PROBLEM REQUIREMENTS: Copy all of the records below verbatim.

INFORMATION GIVEN:
◆ ◆ ◆

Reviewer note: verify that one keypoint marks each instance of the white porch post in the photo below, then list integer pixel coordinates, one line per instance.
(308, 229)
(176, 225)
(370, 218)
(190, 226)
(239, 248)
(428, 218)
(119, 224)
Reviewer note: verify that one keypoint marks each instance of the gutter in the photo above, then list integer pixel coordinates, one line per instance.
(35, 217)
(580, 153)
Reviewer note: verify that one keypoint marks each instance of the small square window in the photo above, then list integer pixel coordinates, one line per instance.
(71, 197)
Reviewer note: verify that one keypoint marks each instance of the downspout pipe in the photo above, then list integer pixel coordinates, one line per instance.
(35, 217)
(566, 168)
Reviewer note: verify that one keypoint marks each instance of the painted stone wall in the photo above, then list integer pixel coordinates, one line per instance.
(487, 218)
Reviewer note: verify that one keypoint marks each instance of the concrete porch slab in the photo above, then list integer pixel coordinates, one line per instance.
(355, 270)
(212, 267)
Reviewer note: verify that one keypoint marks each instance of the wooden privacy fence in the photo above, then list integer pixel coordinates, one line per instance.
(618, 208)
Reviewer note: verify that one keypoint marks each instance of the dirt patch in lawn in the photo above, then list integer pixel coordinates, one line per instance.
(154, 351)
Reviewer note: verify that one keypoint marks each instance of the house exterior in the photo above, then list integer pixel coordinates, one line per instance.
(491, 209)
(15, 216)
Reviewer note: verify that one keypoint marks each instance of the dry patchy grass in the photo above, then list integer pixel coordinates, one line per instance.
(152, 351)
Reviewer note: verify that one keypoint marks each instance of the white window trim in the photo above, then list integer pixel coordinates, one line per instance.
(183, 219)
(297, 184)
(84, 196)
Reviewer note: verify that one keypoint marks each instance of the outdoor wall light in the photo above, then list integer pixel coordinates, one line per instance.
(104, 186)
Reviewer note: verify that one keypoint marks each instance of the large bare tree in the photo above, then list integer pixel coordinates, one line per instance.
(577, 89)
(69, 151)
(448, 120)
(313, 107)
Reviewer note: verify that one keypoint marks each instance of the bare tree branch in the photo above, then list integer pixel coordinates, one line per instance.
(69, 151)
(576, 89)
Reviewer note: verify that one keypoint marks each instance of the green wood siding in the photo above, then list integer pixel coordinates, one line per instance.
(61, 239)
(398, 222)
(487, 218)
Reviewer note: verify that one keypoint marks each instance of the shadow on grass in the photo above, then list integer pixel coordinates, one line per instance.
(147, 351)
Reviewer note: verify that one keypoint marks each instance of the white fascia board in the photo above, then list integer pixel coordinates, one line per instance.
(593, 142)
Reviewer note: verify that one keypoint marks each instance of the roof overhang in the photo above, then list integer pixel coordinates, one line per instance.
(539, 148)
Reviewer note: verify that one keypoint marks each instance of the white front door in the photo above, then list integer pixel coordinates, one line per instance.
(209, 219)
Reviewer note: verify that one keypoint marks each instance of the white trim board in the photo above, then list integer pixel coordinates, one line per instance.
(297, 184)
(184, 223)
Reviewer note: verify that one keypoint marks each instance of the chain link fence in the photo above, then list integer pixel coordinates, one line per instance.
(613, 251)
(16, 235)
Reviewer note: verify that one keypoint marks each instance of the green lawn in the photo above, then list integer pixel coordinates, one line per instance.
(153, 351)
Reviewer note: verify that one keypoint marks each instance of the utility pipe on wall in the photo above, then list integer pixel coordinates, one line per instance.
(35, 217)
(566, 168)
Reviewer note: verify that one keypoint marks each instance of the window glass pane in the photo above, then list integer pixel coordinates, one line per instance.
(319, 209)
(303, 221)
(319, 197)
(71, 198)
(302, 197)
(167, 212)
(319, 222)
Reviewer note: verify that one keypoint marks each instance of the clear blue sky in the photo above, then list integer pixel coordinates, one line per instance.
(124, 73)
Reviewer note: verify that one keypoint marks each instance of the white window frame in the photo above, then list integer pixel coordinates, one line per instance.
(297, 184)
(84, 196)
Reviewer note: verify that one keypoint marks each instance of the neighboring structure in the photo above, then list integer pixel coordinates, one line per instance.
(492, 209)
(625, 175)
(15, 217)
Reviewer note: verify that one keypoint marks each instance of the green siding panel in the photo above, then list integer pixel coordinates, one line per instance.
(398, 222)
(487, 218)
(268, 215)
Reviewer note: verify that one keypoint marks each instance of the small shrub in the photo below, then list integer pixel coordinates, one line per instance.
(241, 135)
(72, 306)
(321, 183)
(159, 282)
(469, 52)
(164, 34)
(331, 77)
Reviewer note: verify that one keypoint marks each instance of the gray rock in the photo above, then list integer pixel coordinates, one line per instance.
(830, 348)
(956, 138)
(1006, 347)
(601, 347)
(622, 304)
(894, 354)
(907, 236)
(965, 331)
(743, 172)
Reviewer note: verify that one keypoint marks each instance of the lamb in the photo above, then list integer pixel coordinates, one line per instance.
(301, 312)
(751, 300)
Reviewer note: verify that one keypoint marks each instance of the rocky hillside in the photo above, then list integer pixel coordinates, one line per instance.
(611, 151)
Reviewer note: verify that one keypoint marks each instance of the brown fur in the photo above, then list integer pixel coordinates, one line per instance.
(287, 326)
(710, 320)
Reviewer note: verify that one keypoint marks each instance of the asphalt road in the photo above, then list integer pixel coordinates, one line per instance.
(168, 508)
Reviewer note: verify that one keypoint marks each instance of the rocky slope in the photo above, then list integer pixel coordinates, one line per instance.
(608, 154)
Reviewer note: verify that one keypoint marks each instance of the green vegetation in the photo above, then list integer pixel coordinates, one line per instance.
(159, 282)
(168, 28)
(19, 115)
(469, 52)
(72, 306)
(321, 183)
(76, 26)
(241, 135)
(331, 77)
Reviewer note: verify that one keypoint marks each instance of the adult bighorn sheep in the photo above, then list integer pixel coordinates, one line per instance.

◆ ◆ ◆

THE RESPONSE:
Reviewer note: verify that one keypoint marks each instance of the white porch post in the photo below, then list integer pixel coordinates, one line per instance.
(308, 229)
(176, 225)
(370, 218)
(190, 226)
(239, 248)
(428, 218)
(119, 224)
Reviewer note: verify that one keypoint marks each instance of the gutter in the photo above, then list integer pixel coordinates, one line per instance.
(35, 217)
(580, 153)
Reviewer note: verify that one keypoint marks each instance of the small square window in the photo above, then list integer pixel coordinates, one line per instance.
(71, 197)
Reviewer note: verify that one keypoint marks each instance of the downspout pipe in the photo above, then list integer pixel coordinates, one line per instance.
(35, 217)
(566, 168)
Reviewer note: verify that one keypoint marks each instance of the painted stone wall in the photo above, then list integer pixel coordinates, one line per instance.
(487, 218)
Reviewer note: verify that one keypoint marks each instance of the concrete porch slab in the photo above, then list integer pixel coordinates, one line per instance.
(355, 270)
(212, 267)
Reviewer note: verify that one keypoint marks each instance of the wooden privacy fence in the photo above, then list integer pixel coordinates, one line per instance.
(618, 208)
Reviewer note: verify that one keypoint marks each instance of the dirt patch in lawn in the photo above, then list integer pixel coordinates, one line per instance.
(154, 351)
Reviewer note: verify that one keypoint marks each instance of the house exterior in the photo above, then list integer pixel coordinates, one line per instance.
(491, 209)
(15, 216)
Reviewer note: verify that one keypoint marks each instance of the dry patchy grass in the photo above, then list integer pixel coordinates, one line per instance.
(152, 351)
Reviewer note: verify that one keypoint marks each instance of the white window trim in the photo above, then list integer pixel coordinates, one line per instance.
(183, 219)
(297, 184)
(84, 196)
Reviewer note: verify that one keypoint marks each instance of the outdoor wall light in the photo above, then list integer pixel coordinates, one line per instance.
(104, 186)
Reviewer note: verify that one keypoint marks each instance of the large bare tree in the photo above, then list integer pixel coordinates, one line per instance.
(577, 89)
(69, 151)
(448, 120)
(313, 107)
Reviewer note: verify that one keypoint marks each instance of the bare tree branch in the photo above, then list integer pixel coordinates, one line per instance.
(69, 151)
(576, 89)
Reviewer note: verify that one keypoint marks each instance of the green wood siding in the photo above, then list integer pixel coordinates, one line per instance.
(61, 239)
(398, 222)
(487, 218)
Reviewer note: verify that one keypoint marks each instance of the shadow on grass in the photo above, then list integer pixel coordinates, one line per instance.
(147, 351)
Reviewer note: verify that one keypoint marks each instance of the white fascia board in the photo above, then list integer pixel coordinates, one line per instance.
(593, 142)
Reviewer note: verify that one keypoint marks each instance of the roof overhang in the photo above, then list integer pixel coordinates, one line per instance.
(539, 148)
Reviewer note: verify that one keypoint marks each instance of the white front door in the photo above, then list integer pixel coordinates, one line per instance.
(209, 219)
Reviewer note: verify that one keypoint marks each instance of the white trim board in the photo above, then list integer pixel coordinates, one line per instance.
(297, 184)
(184, 223)
Reviewer note: verify that one keypoint marks each instance of the chain link fence in the photo above, then list integer pixel coordinates, one line per instance.
(613, 251)
(16, 235)
Reviewer note: verify that one keypoint marks each instance of the green lawn in the photo above, then list integer pixel coordinates, one line per instance.
(153, 351)
Reviewer note: verify that one keypoint marks each instance of the utility pipe on wall in the photo above, then list integer pixel coordinates, one line per instance.
(35, 217)
(566, 168)
Reviewer note: verify that one keypoint marks each instance of the window glass pane in the photo above, then list integer pixel coordinates, one line per instance.
(319, 209)
(303, 221)
(319, 197)
(71, 198)
(302, 197)
(167, 212)
(319, 222)
Reviewer note: verify that one keypoint marks each instance of the clear blue sky in the photo above, then list integer pixel coordinates, one line per instance.
(124, 73)
Reviewer note: verify that one keypoint marks each instance of the white window frame in the photo above, then list integer pixel coordinates, one line per instance.
(297, 184)
(84, 196)
Reviewer note: verify that one keypoint marks each instance of the neighboring structure in the photo above, then list integer pixel coordinates, one line per instance.
(492, 209)
(625, 175)
(15, 217)
Reviewer note: verify that one keypoint marks each instance of the green siding panel in the photo above, then list integer pixel coordinates, one line per instance.
(398, 222)
(487, 218)
(268, 215)
Reviewer note: verify that one keypoint marks each instance of the small shrub in the photo below, then list integer pixel coordinates, one line per instance.
(241, 135)
(72, 306)
(321, 183)
(159, 282)
(469, 52)
(164, 34)
(331, 77)
Reviewer note: verify that one keypoint marks each instance of the gray rock in the photo above, then list integer pixel coordinates, one line per instance.
(830, 348)
(956, 138)
(1006, 347)
(601, 347)
(622, 304)
(894, 354)
(907, 236)
(965, 331)
(743, 172)
Reviewer note: verify that one keypoint marks each instance of the lamb in the photo above, then list integer pixel coordinates, one line per instance.
(301, 312)
(751, 300)
Reviewer note: verify that one keypoint marks each instance of the rocky hillside in the photo above, then list integer pixel coordinates, one line per instance.
(611, 151)
Reviewer note: verify that one keypoint marks each instance of the brown fur in the photo above, then list integer pixel coordinates, one line per instance.
(287, 326)
(710, 320)
Reviewer note: verify that one keypoint marks each instance of the asphalt road in the photo above, then list integer pixel coordinates, one line per instance.
(168, 508)
Reviewer note: verify that one keypoint marks each instance of the rocky slope in the photo above, then list integer pixel coordinates, one line per instance.
(608, 154)
Reviewer note: verify that one keypoint marks each instance of the green vegetation in the photo above, then list integer pixel coordinates, one line per instance.
(159, 282)
(168, 28)
(19, 115)
(469, 52)
(72, 306)
(321, 183)
(76, 26)
(241, 135)
(331, 77)
Reviewer note: verify that one keypoint marks each instance of the adult bighorn sheep in the photo above, then list integer pixel coordinates, one line per instance.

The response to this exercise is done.